What is required | Write out, unaltered, each line from the top of the records below down to the line where "Target: blurred background" appears, that line included.

(Data items)
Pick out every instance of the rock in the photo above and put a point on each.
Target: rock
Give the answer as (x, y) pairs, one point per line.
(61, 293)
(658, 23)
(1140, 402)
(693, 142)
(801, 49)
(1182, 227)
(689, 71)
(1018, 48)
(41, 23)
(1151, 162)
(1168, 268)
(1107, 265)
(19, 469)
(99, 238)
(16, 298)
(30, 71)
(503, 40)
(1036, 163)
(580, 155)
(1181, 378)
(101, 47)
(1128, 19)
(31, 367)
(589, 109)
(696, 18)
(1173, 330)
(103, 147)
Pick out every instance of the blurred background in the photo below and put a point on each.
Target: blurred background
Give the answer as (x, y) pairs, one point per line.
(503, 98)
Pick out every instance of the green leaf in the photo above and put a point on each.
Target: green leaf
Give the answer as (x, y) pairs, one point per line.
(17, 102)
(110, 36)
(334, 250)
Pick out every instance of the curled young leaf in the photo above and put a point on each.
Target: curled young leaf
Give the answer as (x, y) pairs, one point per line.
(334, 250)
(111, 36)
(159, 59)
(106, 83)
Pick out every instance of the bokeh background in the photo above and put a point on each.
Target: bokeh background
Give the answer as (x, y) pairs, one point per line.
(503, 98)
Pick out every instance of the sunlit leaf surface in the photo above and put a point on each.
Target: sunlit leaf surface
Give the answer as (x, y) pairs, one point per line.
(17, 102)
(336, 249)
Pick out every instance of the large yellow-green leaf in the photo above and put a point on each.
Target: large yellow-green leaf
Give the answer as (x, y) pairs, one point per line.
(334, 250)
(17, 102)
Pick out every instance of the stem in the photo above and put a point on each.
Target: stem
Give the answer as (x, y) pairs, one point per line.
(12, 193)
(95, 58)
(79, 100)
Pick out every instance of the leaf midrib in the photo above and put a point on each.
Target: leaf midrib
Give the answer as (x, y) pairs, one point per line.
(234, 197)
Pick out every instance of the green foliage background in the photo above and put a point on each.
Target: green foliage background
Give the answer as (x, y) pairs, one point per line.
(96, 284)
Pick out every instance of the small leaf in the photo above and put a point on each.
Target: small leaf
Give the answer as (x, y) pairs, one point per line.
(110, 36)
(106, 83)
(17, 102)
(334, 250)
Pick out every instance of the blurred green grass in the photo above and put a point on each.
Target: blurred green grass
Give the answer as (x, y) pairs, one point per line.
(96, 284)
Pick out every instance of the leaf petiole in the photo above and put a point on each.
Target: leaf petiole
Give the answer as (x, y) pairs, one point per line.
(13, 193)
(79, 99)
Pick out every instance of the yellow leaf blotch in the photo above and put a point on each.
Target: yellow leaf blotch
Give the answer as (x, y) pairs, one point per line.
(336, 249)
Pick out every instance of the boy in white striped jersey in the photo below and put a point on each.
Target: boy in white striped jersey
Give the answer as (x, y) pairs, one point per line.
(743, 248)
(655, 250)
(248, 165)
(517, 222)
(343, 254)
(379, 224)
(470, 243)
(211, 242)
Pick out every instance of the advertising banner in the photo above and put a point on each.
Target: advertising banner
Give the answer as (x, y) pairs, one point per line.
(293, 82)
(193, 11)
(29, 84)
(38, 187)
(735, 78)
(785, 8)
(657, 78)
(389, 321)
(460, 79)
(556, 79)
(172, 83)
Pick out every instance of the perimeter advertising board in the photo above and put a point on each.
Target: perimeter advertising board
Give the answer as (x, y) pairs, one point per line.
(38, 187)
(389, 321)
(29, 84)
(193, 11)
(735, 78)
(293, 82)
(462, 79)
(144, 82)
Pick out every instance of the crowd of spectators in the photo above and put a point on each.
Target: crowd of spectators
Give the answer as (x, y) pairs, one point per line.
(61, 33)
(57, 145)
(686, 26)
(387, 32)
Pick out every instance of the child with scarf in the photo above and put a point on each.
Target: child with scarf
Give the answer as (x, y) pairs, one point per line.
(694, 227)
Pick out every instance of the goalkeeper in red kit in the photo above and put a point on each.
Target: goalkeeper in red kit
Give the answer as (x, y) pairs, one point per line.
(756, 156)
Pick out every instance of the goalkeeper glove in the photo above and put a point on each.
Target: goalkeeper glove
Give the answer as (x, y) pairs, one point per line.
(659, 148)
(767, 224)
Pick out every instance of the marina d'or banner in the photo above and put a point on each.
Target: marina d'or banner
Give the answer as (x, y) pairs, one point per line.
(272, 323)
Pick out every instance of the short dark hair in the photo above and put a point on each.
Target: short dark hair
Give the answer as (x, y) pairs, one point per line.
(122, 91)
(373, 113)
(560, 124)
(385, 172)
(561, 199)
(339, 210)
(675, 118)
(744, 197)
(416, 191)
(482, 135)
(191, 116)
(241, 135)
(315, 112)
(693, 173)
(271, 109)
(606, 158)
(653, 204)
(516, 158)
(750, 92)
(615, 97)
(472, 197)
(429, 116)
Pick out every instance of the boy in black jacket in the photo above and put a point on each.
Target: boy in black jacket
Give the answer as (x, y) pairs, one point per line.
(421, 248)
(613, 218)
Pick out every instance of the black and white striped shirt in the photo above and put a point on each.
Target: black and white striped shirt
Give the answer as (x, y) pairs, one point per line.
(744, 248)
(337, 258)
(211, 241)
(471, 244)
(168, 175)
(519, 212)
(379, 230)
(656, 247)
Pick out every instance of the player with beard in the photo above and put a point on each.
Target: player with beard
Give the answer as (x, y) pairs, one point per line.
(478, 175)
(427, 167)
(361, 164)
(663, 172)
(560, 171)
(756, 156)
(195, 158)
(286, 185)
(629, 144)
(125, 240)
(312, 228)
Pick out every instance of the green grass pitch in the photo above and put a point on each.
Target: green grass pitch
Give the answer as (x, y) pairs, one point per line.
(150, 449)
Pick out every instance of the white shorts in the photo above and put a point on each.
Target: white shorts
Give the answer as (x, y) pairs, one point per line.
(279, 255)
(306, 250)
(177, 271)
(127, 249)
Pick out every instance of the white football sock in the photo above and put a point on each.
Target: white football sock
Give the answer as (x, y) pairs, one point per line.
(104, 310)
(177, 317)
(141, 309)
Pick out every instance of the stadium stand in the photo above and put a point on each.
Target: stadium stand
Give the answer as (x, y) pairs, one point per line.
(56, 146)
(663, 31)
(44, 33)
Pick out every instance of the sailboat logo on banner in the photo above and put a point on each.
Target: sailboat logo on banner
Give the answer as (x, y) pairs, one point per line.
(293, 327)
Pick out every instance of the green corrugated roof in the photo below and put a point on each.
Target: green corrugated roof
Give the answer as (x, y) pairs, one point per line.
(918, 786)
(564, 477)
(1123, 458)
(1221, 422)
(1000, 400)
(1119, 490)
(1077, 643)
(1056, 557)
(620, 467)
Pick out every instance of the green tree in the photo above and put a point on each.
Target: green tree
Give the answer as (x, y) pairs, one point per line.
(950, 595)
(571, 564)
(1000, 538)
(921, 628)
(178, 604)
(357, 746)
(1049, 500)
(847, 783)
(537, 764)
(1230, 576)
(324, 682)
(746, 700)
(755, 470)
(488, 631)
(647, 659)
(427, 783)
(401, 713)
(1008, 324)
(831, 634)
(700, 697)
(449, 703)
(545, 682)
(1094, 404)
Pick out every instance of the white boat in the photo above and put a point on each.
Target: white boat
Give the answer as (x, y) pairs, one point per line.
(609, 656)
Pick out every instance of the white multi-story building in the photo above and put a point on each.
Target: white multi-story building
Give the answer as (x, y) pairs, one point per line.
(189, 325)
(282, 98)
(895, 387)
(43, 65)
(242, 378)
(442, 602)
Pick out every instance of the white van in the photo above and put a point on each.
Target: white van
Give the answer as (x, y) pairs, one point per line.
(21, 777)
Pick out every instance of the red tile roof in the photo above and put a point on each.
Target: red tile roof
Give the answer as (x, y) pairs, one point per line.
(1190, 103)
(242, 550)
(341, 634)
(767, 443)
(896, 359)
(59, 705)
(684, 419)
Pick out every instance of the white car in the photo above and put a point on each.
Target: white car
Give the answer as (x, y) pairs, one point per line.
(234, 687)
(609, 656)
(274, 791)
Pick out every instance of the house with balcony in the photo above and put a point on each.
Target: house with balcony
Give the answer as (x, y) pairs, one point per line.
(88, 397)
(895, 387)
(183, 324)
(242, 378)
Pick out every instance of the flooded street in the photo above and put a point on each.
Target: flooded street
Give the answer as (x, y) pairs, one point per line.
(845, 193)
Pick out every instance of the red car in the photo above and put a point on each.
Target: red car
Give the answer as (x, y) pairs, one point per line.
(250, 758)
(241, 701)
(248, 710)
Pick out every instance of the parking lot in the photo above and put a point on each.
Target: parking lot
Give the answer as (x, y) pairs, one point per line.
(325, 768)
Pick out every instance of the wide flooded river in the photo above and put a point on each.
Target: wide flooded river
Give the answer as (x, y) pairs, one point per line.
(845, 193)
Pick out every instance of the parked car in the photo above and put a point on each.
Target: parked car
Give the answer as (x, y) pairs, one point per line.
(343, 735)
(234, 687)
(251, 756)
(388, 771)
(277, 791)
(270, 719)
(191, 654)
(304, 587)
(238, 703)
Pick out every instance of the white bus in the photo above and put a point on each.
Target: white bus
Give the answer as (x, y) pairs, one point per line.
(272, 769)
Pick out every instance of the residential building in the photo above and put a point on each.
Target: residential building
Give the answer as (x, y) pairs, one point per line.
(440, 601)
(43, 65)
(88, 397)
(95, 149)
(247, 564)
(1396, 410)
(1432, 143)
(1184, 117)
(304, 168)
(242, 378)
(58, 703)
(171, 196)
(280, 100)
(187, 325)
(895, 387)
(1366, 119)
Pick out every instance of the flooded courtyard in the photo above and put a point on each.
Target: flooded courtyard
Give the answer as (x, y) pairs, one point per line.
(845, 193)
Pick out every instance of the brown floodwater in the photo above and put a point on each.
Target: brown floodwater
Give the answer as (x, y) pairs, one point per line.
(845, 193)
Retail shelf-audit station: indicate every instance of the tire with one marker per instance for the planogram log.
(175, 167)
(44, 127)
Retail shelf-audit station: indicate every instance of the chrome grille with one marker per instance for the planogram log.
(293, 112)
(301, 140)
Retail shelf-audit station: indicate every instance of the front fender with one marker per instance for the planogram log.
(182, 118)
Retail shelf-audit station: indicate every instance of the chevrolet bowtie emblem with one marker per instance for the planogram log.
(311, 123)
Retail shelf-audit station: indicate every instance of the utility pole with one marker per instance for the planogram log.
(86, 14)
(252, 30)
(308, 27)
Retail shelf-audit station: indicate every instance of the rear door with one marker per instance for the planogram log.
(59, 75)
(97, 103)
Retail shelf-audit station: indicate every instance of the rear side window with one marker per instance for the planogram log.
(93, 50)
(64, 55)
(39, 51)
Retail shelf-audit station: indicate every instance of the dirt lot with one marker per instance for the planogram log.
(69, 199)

Result below |
Pick out every instance of the rock in the photo above and put a point on each.
Target: rock
Give the answer as (x, y) pairs, one point per line.
(61, 293)
(658, 23)
(1140, 402)
(693, 142)
(801, 49)
(1182, 227)
(689, 71)
(1018, 48)
(41, 23)
(1151, 162)
(1168, 268)
(1107, 265)
(19, 469)
(99, 238)
(16, 298)
(30, 71)
(503, 40)
(1036, 163)
(580, 155)
(1181, 378)
(101, 47)
(1128, 19)
(31, 367)
(589, 109)
(696, 18)
(1173, 330)
(103, 147)
Pick out every instance of the blurred background in the photo below and put a point on each.
Target: blurred background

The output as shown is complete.